→ **Task requirements**:
1. In the exhaust gas recirculation valve text, what stationary parts form the solenoid's magnetic circuit together with the moveable armature?
2. Reproduce verbatim the part of the exhaust gas recirculation valve text that begins at the words "TECHNICAL FIELD" and stops after "linear solenoid actuator.".

→ **Document excerpt**:
----------
Linear solenoid actuator for an exhaust gas recirculation valve

A valve assembly is disclosed for metering exhaust gas to the intake manifold of an internal combustion engine. The valve assembly has a base which includes a passage communicating between the intake manifold and the exhaust manifold of the engine. The passage has a valve seat which is operable with a valve member to meter the flow of exhaust gas through the passage to the intake manifold. An actuator assembly is mounted to the base and is operably connected to the valve member to move the valve member into and out of engagement with the valve seat. The actuator assembly includes a solenoid having a magnetic circuit comprising stationary primary and secondary pole pieces and a moveable armature. The primary pole piece includes an inner cylindrical wall operable to define, with the armature, a fixed radial gap for the passage of magnetic flux, and a tapered outer wall operable to increase the mass of the magnetic circuit, through which flux may pass, as the armature moves axially within cylindrical inner primary pole piece includes a n inwardly tapered, conical portion which operates, with an associated conical end of the moveable armature, to increase the axial opening force on the armature by establishing a secondary gap for the passage of magnetic flux as the armature approaches the conical tapered portion of the cylindrical wall. In addition, leakage flux is directed from said conical portion of said armature to said cylindrical inner wall across the entire range of motion of the armature to increase the axial force on said armature during operation of the valve.

TECHNICAL FIELD 
The invention relates to a valve assembly for metering exhaust gas to the 
intake of an internal combustion engine and, particularly, to such a valve 
assembly having an improved linear solenoid actuator.
----------
→ **Provided data**:
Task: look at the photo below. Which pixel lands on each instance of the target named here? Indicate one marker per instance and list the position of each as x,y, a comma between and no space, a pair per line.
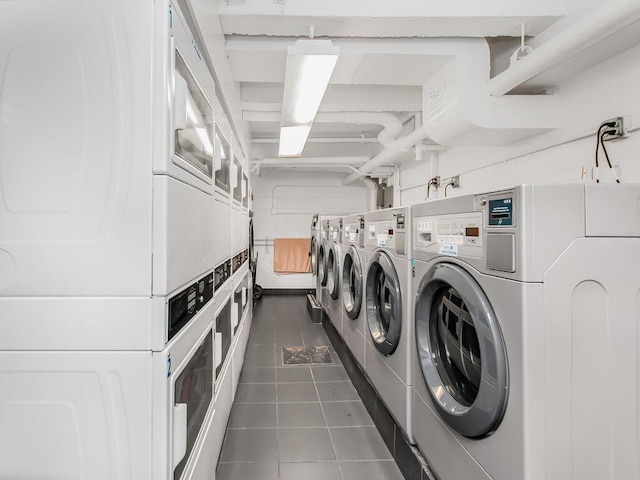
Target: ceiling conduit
----------
→ **Outputs**:
1. Primary and secondary pole pieces.

2.
TECHNICAL FIELD 
The invention relates to a valve assembly for metering exhaust gas to the 
intake of an internal combustion engine and, particularly, to such a valve 
assembly having an improved linear solenoid actuator.